_Task brief_
Each record below must be returned exactly as shown.

_Dataset records_
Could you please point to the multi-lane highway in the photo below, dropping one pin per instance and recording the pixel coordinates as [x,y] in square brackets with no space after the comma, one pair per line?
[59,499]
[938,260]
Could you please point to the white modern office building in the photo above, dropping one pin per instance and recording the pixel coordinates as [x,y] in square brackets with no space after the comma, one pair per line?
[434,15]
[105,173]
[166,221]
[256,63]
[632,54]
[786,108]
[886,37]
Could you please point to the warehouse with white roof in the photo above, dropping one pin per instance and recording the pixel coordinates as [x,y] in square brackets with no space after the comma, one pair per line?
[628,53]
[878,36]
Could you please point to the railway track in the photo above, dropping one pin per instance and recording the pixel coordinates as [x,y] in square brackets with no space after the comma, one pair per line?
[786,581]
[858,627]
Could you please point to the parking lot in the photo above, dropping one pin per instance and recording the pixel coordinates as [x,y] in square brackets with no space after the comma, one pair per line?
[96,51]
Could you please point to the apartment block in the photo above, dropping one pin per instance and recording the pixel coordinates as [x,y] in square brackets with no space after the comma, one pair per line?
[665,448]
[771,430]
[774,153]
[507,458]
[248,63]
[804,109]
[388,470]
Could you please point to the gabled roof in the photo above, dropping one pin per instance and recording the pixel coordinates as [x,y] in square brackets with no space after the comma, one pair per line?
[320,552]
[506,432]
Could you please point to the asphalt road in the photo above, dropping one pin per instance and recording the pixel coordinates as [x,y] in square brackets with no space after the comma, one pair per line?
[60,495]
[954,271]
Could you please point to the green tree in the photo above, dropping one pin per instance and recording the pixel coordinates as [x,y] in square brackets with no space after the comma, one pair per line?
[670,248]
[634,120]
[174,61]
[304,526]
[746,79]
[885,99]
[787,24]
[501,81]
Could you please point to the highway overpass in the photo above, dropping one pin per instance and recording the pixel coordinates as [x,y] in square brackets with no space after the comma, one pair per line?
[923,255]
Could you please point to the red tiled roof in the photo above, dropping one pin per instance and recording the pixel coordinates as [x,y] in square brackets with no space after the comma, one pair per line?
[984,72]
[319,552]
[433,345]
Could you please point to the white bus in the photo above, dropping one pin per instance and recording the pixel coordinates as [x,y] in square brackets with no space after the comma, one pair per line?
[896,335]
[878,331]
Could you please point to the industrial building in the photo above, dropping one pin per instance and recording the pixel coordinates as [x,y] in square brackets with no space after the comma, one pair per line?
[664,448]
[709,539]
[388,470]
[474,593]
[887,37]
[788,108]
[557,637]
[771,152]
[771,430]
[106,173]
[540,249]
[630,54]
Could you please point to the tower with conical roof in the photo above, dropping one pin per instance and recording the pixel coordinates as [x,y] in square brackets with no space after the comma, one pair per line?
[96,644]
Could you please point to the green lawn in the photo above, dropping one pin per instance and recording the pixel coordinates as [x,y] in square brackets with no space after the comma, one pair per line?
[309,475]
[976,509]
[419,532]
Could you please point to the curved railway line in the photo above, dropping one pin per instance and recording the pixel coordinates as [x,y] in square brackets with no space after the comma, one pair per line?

_Written reply_
Could you please point to the multi-lane highway in the photo below, dropping one pin per instance and recording the pixel coordinates as [x,y] in square brackets with no space after the comma, one pair per line?
[59,499]
[938,260]
Could you please point to the white modern office building in the photo above, dropping one pin per instance and recording the pixel coordinates as [x,y] in square brackets with no space after the comma, one pair per line?
[434,15]
[105,173]
[166,221]
[256,63]
[632,54]
[786,108]
[886,37]
Could you please point to the warehouse with white roof in the photo above, dropping one pin per instance and recording the pixel coordinates as [x,y] in square brackets with no space after the comma, one pair per line?
[628,53]
[878,36]
Could you please point to the railway track in the photo above, dropping one pin per instance and recording the pixel coordinates as [x,y] in square brackets with no space after the comma, one pair per line?
[786,581]
[858,627]
Could you please point to the parking lot in the photo above, dropping one pin per instance and recording the pixel coordinates as [x,y] in square brackets with no space after the comma, one pair per line?
[96,51]
Could you please point to the apartment block in the photo above, dropping one pin per instance and recording the pixel coordinates as [x,y] in square brackets with no space after the comma, one pair per line?
[665,448]
[771,430]
[774,153]
[507,458]
[248,63]
[804,109]
[388,470]
Could you please point to the gabled roof in the photo above, dropping one pin per instance and recording the pixel coordinates as [x,y] in square brackets with no space after the comma, one pair per line?
[320,552]
[506,432]
Could you please point to the asphalt road in the photo above, dropping one pin per instance and recording the pixel coordinates as [x,y] in square brackets with no space after the comma, one pair per line?
[60,495]
[954,271]
Could you please point to the green tree in the photo above, dropping one pin per instance and recording the pixel coordinates as [x,y] in square brackets with no space after the comma, one pair per line?
[670,248]
[634,120]
[174,61]
[304,526]
[746,79]
[885,99]
[787,24]
[501,81]
Could you please point to the highway overpass in the photo above, dropping one pin per instance and recording the pixel coordinates as [x,y] in square brackets with no space after the comma, one pair per line?
[923,255]
Could you please point to the red tiled roof in the photo above, dropping one pin per instance and recording the pixel coordinates as [x,y] in square brackets with no space after the comma, one pair per line?
[984,72]
[319,552]
[433,345]
Could you please point to the white bus in the photo above, dropping one pin per instance and recording the pixel coordinates as [x,y] in square brackets with no space after the comma, one pair per line?
[896,335]
[878,331]
Could you please point to the industrial building in the photo above, dropping one pin per instance and recording the pixel coordinates as [x,y] in square brackets with no space after the comma, one pair per line?
[664,448]
[709,539]
[388,470]
[474,593]
[887,37]
[788,108]
[557,637]
[771,152]
[771,430]
[106,173]
[540,249]
[630,54]
Could you please point to the tower with conical roof in the photo above, dropping one pin per instance and recording the pixel coordinates as [x,y] in square brackets with no space after the comma, one pair per line?
[96,644]
Could you please point to the green lawn in the photo above, dropping one pin per instance and recording the pixel coordinates as [x,y] in square brackets with no space after the comma, one pair per line?
[309,475]
[976,509]
[419,532]
Could you please point to the curved railway line in the photo above, dropping one pin per instance and recording the pixel coordinates as [x,y] in square brackets with no space after the comma, one pair per line?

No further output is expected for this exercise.